**Problem**
Extract every line below that contains the string "finger".

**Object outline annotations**
==============================

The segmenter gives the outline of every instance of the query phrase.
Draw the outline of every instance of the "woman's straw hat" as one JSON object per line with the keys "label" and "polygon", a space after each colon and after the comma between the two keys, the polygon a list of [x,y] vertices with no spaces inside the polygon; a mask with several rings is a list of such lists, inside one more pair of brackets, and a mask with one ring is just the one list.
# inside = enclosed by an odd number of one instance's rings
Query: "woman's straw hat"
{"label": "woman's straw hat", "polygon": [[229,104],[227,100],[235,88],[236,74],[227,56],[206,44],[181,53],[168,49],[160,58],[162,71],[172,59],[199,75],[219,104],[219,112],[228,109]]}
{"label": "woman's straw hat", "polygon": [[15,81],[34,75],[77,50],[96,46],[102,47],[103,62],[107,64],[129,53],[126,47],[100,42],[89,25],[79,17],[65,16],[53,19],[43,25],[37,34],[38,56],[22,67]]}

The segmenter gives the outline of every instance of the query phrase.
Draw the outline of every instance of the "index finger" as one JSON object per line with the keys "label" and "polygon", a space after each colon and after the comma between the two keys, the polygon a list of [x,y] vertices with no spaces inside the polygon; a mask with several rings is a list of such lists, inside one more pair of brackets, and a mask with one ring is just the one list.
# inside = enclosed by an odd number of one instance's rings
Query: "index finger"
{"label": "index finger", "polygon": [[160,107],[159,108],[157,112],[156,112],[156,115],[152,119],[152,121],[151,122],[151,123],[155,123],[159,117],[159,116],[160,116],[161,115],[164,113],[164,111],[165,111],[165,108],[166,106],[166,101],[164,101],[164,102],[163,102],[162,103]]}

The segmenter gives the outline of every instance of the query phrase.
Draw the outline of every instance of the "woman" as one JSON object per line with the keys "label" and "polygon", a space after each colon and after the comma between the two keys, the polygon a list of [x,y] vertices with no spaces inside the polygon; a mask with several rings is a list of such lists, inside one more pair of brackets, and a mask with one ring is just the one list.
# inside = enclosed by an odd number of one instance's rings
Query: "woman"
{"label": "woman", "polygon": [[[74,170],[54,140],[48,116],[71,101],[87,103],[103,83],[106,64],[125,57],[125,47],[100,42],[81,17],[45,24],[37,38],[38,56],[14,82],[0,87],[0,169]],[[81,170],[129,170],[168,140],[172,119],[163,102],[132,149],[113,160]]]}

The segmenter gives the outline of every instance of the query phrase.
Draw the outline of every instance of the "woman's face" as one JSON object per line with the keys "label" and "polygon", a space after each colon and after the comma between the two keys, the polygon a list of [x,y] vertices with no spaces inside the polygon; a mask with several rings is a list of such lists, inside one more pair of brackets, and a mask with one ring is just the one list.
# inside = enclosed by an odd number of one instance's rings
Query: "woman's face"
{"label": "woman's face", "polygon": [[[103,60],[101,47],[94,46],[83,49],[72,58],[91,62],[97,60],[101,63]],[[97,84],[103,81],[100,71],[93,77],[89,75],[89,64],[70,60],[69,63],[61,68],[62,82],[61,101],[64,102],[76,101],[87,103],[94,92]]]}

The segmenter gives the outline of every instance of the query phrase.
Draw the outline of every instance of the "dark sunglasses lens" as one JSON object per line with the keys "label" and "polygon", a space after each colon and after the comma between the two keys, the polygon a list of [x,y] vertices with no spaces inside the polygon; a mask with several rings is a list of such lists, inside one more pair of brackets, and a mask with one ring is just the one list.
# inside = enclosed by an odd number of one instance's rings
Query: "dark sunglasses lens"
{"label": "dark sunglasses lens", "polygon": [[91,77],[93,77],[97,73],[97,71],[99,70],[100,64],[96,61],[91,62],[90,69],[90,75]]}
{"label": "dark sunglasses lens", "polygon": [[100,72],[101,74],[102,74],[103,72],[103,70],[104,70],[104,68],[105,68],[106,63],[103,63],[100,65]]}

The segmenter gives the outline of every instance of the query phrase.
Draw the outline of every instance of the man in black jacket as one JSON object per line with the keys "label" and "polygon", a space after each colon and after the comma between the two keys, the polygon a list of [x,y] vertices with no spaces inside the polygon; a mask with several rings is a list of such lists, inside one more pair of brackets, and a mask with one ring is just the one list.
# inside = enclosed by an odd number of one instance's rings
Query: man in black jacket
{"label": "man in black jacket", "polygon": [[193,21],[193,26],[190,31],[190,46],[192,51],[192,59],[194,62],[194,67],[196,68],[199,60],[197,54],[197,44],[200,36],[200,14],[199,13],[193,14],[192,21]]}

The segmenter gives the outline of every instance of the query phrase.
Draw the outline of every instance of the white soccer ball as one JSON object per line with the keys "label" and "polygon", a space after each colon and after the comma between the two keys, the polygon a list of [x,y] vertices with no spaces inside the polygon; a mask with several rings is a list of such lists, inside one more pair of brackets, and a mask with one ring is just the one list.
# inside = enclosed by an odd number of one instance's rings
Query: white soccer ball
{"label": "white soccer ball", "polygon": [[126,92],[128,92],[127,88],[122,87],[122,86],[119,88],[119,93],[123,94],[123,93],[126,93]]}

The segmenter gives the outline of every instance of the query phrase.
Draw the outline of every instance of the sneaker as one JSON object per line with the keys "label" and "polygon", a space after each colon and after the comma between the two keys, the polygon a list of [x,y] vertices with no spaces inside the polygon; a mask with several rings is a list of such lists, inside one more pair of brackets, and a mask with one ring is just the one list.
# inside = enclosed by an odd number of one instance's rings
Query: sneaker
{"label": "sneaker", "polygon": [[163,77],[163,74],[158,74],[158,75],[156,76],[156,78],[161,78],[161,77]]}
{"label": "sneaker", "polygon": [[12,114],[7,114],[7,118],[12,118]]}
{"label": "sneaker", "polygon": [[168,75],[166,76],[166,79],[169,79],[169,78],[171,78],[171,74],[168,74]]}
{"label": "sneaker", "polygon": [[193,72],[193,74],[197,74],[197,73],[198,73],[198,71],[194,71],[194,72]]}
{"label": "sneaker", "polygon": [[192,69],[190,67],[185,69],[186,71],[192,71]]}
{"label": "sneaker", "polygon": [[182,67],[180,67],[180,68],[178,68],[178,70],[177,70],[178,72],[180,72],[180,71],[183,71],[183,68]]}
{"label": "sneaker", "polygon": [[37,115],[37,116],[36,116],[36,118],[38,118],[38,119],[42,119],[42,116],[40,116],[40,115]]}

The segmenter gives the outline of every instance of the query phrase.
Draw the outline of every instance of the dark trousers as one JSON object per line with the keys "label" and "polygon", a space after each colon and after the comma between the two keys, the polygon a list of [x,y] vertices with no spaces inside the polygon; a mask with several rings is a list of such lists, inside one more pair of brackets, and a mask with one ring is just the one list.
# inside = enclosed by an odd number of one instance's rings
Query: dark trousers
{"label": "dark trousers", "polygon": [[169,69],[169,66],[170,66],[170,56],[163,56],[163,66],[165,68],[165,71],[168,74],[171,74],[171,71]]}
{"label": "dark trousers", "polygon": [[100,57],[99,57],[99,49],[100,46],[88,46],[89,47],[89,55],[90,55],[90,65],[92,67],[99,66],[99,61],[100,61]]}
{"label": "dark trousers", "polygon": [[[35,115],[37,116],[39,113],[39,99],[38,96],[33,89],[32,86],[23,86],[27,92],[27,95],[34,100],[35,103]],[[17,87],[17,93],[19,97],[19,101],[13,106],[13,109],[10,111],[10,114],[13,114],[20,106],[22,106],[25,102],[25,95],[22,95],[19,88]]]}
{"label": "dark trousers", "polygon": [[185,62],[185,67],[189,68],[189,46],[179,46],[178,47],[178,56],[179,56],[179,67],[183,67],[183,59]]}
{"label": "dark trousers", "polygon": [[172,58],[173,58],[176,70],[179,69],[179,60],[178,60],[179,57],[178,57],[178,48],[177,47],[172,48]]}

==============================

**Complete output**
Draw the outline of every instance of the "index finger" as one JSON object per line with the keys "label" and "polygon", a space after each colon and after the comma between the two keys, the polygon a list of [x,y] vertices with no spaces inside the polygon; a mask with several rings is a list of such lists, inside one more pair of brackets, and a mask with one ring is just the one list.
Query: "index finger"
{"label": "index finger", "polygon": [[160,107],[159,108],[157,112],[156,112],[156,115],[152,119],[152,121],[151,122],[151,123],[155,123],[159,117],[159,116],[160,116],[161,115],[164,113],[164,111],[165,111],[165,108],[166,106],[166,101],[164,101],[164,102],[163,102],[162,103]]}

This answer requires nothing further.